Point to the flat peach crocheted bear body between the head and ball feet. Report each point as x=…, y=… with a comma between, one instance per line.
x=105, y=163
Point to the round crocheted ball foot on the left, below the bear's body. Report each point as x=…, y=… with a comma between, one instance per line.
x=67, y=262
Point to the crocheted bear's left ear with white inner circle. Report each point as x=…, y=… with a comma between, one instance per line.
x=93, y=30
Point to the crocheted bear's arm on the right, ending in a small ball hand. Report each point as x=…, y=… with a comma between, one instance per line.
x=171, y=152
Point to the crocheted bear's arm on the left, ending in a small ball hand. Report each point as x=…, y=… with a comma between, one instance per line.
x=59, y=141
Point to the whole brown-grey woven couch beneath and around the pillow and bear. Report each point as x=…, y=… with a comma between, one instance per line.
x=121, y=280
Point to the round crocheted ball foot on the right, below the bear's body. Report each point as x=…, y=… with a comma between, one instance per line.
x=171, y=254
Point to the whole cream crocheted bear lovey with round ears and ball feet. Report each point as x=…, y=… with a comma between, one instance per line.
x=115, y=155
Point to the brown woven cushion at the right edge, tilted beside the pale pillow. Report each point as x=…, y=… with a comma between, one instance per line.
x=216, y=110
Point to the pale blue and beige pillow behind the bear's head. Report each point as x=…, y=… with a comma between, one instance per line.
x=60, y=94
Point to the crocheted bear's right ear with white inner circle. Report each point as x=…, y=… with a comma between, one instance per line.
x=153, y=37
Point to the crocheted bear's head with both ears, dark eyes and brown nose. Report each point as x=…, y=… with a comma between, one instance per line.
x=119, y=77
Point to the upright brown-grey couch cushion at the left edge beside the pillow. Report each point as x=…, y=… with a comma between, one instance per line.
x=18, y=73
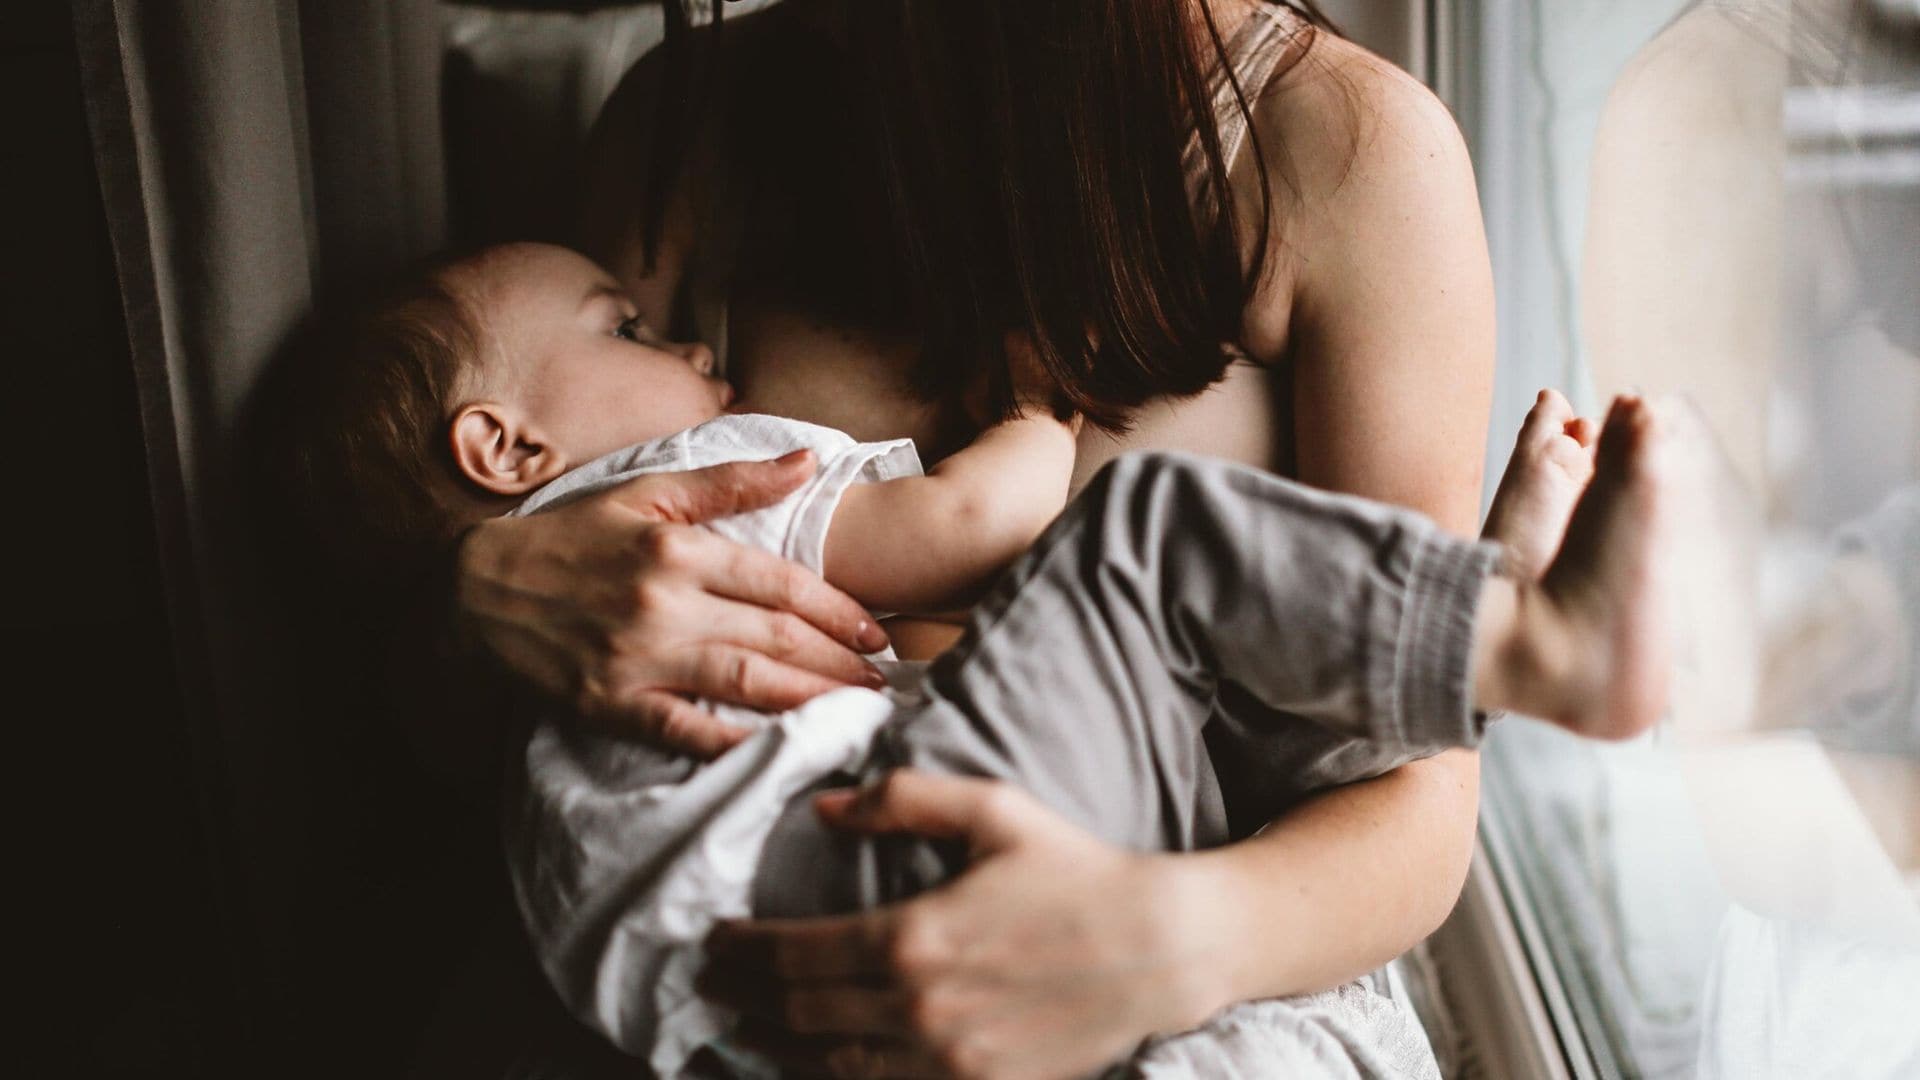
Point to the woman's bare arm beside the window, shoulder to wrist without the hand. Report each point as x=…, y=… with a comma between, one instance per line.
x=1391, y=345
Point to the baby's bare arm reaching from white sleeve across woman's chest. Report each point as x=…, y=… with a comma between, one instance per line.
x=934, y=543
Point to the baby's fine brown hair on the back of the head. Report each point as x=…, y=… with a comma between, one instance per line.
x=364, y=403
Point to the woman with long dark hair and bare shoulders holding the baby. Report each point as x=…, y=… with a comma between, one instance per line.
x=861, y=203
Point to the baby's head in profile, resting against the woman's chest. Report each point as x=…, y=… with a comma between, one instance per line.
x=471, y=385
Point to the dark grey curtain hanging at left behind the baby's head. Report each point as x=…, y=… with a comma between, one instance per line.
x=254, y=155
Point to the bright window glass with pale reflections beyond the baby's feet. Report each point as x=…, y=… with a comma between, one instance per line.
x=1723, y=199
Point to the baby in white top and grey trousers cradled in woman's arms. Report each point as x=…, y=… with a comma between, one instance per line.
x=1316, y=639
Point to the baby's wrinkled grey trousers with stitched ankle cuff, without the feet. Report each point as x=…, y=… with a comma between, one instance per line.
x=1090, y=672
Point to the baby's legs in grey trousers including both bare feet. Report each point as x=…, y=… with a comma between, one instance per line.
x=1182, y=589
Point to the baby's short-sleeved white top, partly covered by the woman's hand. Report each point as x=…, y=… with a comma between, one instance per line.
x=623, y=856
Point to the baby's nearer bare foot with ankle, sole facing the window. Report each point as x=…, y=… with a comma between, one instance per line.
x=1600, y=622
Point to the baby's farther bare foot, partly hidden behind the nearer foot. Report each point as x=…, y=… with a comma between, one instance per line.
x=1552, y=464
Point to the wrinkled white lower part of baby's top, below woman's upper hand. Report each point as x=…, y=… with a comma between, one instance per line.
x=625, y=860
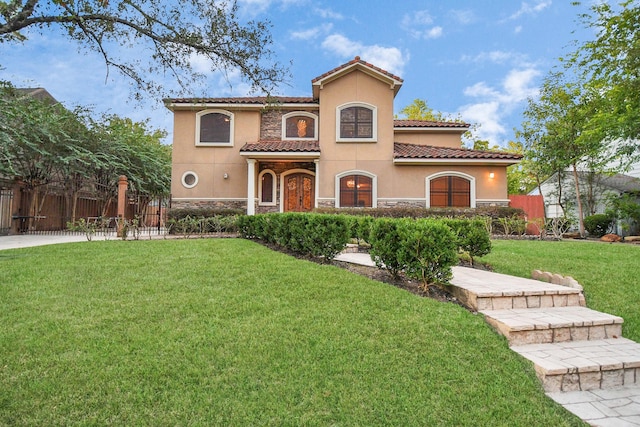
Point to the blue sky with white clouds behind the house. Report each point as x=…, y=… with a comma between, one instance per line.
x=477, y=59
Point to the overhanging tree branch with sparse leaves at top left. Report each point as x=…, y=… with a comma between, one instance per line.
x=142, y=38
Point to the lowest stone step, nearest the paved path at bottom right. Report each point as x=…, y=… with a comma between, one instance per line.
x=584, y=365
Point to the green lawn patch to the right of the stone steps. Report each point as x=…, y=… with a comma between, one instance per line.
x=609, y=273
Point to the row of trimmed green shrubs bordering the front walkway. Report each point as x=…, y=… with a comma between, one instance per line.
x=424, y=249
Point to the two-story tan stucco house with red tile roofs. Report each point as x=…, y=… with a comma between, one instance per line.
x=341, y=147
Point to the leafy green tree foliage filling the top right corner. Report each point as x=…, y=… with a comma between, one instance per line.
x=610, y=65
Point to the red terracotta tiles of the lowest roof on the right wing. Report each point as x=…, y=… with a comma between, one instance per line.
x=412, y=151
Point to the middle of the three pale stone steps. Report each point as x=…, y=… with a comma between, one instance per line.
x=554, y=324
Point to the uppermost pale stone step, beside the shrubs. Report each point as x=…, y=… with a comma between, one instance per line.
x=485, y=290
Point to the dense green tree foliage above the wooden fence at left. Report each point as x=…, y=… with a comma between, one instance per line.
x=42, y=144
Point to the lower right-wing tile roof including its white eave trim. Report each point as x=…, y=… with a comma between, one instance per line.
x=420, y=154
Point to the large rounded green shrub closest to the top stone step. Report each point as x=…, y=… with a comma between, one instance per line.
x=428, y=250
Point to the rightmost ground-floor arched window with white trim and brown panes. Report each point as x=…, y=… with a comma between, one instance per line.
x=451, y=189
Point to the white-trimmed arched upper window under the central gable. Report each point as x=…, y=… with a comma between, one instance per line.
x=356, y=122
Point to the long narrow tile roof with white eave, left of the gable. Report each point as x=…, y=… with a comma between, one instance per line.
x=249, y=101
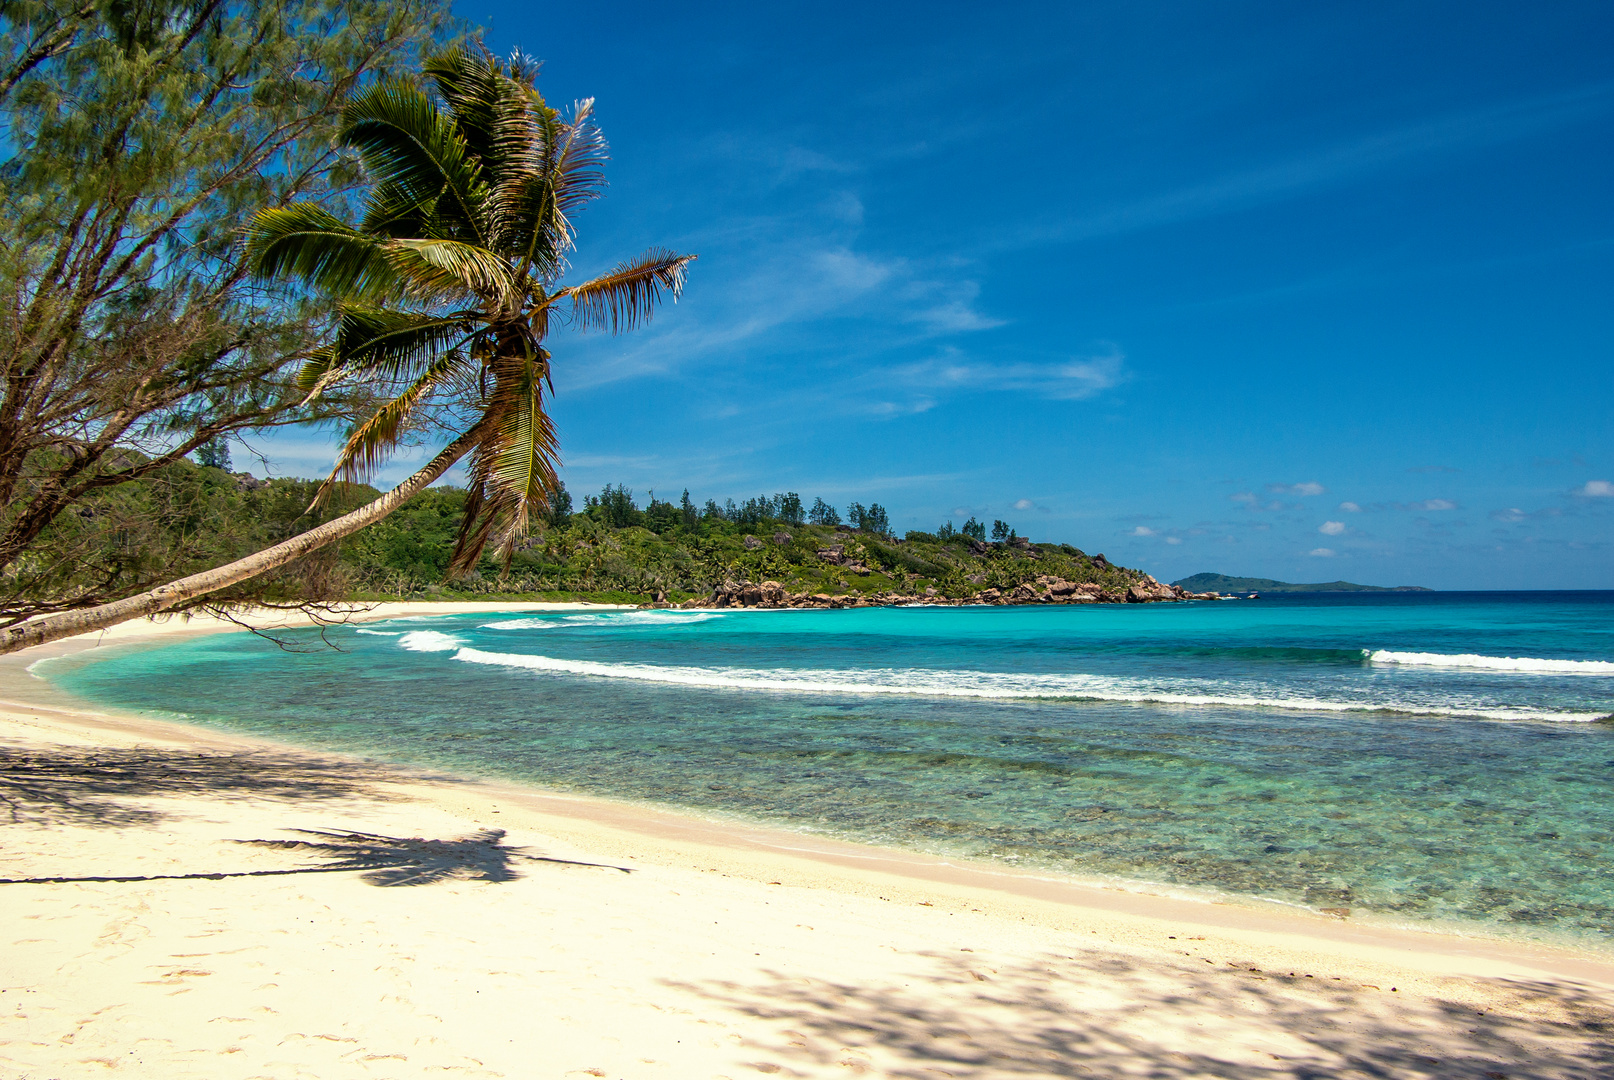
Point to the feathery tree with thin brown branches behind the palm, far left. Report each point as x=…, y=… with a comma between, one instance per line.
x=136, y=141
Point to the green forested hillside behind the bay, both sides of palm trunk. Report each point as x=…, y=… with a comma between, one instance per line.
x=608, y=550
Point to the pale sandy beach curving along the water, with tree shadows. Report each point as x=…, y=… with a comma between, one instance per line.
x=183, y=903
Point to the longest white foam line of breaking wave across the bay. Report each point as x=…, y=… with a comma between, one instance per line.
x=992, y=685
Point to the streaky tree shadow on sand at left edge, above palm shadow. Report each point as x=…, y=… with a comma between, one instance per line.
x=73, y=787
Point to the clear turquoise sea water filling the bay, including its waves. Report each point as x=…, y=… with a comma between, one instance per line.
x=1408, y=756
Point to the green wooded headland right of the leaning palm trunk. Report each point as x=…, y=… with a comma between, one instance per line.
x=616, y=551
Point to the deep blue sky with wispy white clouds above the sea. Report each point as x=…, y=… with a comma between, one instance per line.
x=1297, y=291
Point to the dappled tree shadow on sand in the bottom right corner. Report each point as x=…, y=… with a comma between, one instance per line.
x=1103, y=1016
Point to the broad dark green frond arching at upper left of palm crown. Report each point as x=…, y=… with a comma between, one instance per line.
x=414, y=149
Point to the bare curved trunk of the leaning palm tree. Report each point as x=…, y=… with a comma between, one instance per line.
x=165, y=597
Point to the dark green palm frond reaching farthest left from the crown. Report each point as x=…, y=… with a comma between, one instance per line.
x=312, y=245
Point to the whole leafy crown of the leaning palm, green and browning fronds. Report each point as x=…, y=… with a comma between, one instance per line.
x=448, y=285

**What is required**
Set down all records verbatim, omitting images.

**Task solution**
Point to the flat peach crocheted bear body between the head and ball feet. Report each point as x=…, y=… with a comma between, one instance per line.
x=105, y=163
Point to the round crocheted ball foot on the left, below the bear's body. Report each point as x=…, y=… with a comma between, one instance per line.
x=67, y=262
Point to the crocheted bear's left ear with white inner circle. Report each point as x=…, y=… with a comma between, one instance per line.
x=93, y=30
Point to the crocheted bear's arm on the right, ending in a small ball hand. Report each point as x=…, y=… with a comma between, one instance per line.
x=171, y=152
Point to the crocheted bear's arm on the left, ending in a small ball hand. Report each point as x=…, y=… with a comma between, one instance per line.
x=59, y=141
Point to the whole brown-grey woven couch beneath and around the pillow and bear. Report each point as x=…, y=… with a comma between, one instance per line.
x=121, y=280
Point to the round crocheted ball foot on the right, below the bear's body. Report each point as x=…, y=… with a comma between, one instance per line.
x=171, y=254
Point to the whole cream crocheted bear lovey with round ears and ball feet. Report each point as x=…, y=… with a comma between, one instance per line.
x=115, y=155
Point to the brown woven cushion at the right edge, tilted beside the pale pillow. Report each point as x=…, y=… with a comma between, one instance per line.
x=216, y=110
Point to the pale blue and beige pillow behind the bear's head. Report each point as x=…, y=… with a comma between, one instance per line.
x=60, y=94
Point to the crocheted bear's right ear with white inner circle. Report each point as x=…, y=… with a comma between, one instance per line.
x=153, y=37
Point to the crocheted bear's head with both ears, dark eyes and brown nose. Report each point as x=…, y=… with a comma between, one instance per line.
x=119, y=77
Point to the upright brown-grey couch cushion at the left edge beside the pillow. Report each point as x=…, y=… with a comma between, one instance per line.
x=18, y=73
Point to the woman's bare arm beside the window, shoulder to wrist without the hand. Report each point as x=…, y=… with a comma between, one instance per line.
x=1391, y=345
Point to the baby's bare arm reaching from white sleeve across woman's chest. Report each point as x=…, y=… with a comma between, one instance per line.
x=934, y=543
Point to the baby's fine brown hair on the back of the head. Report each point as x=…, y=… with a comma between, one instance per line.
x=364, y=403
Point to the woman with long dark hair and bare shoulders holding the baby. Report each point as x=…, y=… with a comma between, one instance per line.
x=861, y=203
Point to the baby's head in profile, resting against the woman's chest. Report each point as x=…, y=… with a comma between, one instance per line.
x=471, y=385
Point to the dark grey curtain hanging at left behind the baby's head. Report each point as x=…, y=… with a comma between, one instance per line.
x=254, y=155
Point to the bright window glass with pale reflections beyond the baby's feet. Report each point as x=…, y=… with a comma between, one instance per line.
x=1723, y=199
Point to the baby in white top and grey trousers cradled in woman's arms. Report each point as x=…, y=… with a comma between, one instance per line.
x=1316, y=639
Point to the baby's wrinkled grey trousers with stitched ankle cuff, without the feet. Report each point as x=…, y=… with a comma between, one instance per line.
x=1090, y=672
Point to the baby's legs in grey trousers including both bare feet. Report each point as x=…, y=… with a comma between, one instance per line.
x=1182, y=589
Point to the baby's short-sleeved white top, partly covered by the woman's hand. Report each point as x=…, y=… with a comma between, one instance per line.
x=623, y=856
Point to the baby's nearer bare foot with ankle, sole facing the window. Report each point as x=…, y=… with a comma between, one instance per line.
x=1600, y=622
Point to the baby's farther bare foot, partly hidden behind the nearer foot. Report each point as x=…, y=… with a comma between, one instance per line.
x=1552, y=464
Point to the wrinkled white lower part of baby's top, below woman's upper hand. Report each point as x=…, y=… with a comma between, one instance per line.
x=625, y=860
Point to the blue sky with white clouds behind the house. Report each point as x=…, y=… with a comma between, one instance per line.
x=477, y=59
Point to the overhanging tree branch with sparse leaves at top left. Report each point as x=…, y=… with a comma between, one instance per line.
x=142, y=38
Point to the lowest stone step, nearest the paved path at bottom right. Report each point as x=…, y=… with a comma between, one instance per line.
x=584, y=365
Point to the green lawn patch to the right of the stone steps. Report each point as x=…, y=… with a comma between, one instance per line.
x=609, y=273
Point to the row of trimmed green shrubs bordering the front walkway. Report each point as x=…, y=… with a comma between, one instance per line.
x=424, y=249
Point to the two-story tan stucco house with red tile roofs. Report each point as x=…, y=… with a comma between, one instance per line.
x=341, y=147
Point to the leafy green tree foliage filling the top right corner. Report each point as x=…, y=… with a comma between, one instance per line.
x=610, y=65
Point to the red terracotta tiles of the lowest roof on the right wing. Report each point as x=…, y=… with a comma between, one instance per line.
x=412, y=151
Point to the middle of the three pale stone steps. Report each point as x=…, y=… with a comma between, one instance per line.
x=554, y=324
Point to the uppermost pale stone step, beside the shrubs. Report each point as x=…, y=… with a comma between, one instance per line.
x=485, y=290
Point to the dense green tree foliage above the wooden fence at left. Report each point as x=…, y=… with a comma between, one instance per line.
x=42, y=144
Point to the lower right-wing tile roof including its white eave trim. Report each point as x=…, y=… with a comma between, one instance per line.
x=420, y=154
Point to the large rounded green shrub closest to the top stone step. Report each point as x=…, y=… with a comma between, one instance per line.
x=428, y=250
Point to the rightmost ground-floor arched window with white trim and brown panes. Report each point as x=…, y=… with a comma between, one instance per line.
x=451, y=189
Point to the white-trimmed arched upper window under the central gable. Report each point as x=…, y=… with a comma between, one instance per line.
x=356, y=122
Point to the long narrow tile roof with white eave, left of the gable. Report each point as x=…, y=… with a comma between, one instance per line.
x=249, y=101
Point to the feathery tree with thin brown branches behind the palm, far left. Report each point as x=…, y=… with a comma between, one instance per line.
x=136, y=141
Point to the green forested hillside behind the bay, both sides of palm trunk. Report each point as x=…, y=… with a comma between, one instance per line.
x=608, y=550
Point to the pale sandy beach curving along the water, with tree shadows. Report each point as x=…, y=… with a comma between, one instance per line.
x=183, y=903
Point to the longest white foam line of breaking wave across the bay. Report each point as x=…, y=… with a comma between, one instance per line.
x=992, y=685
Point to the streaky tree shadow on sand at left edge, above palm shadow. Report each point as x=…, y=… with a comma between, one instance per line.
x=73, y=787
Point to the clear turquoise sea water filling the bay, including its waves. Report each point as x=…, y=… with a comma between, one instance per line.
x=1408, y=756
Point to the green wooded headland right of the leaning palm trunk. Report each point as x=…, y=… with a comma between, one instance per line.
x=616, y=551
Point to the deep blue sky with wispy white clouds above the sea. Report each point as x=…, y=… with a comma between, one instance per line.
x=1297, y=291
Point to the dappled tree shadow on sand in the bottom right corner. Report each point as x=…, y=… with a comma between, one instance per line.
x=1103, y=1016
Point to the broad dark green frond arching at upper left of palm crown. Report each point as x=…, y=… with a comma between, one instance per line.
x=414, y=149
Point to the bare curved trunk of the leaning palm tree. Report each point as x=…, y=… with a comma between, one instance per line.
x=165, y=597
Point to the dark green palm frond reaching farthest left from the crown. Report each point as x=…, y=… with a comma between, one instance per line.
x=312, y=245
Point to the whole leafy crown of the leaning palm, green and browning fronds. Report each point as x=…, y=… with a comma between, one instance per line.
x=448, y=285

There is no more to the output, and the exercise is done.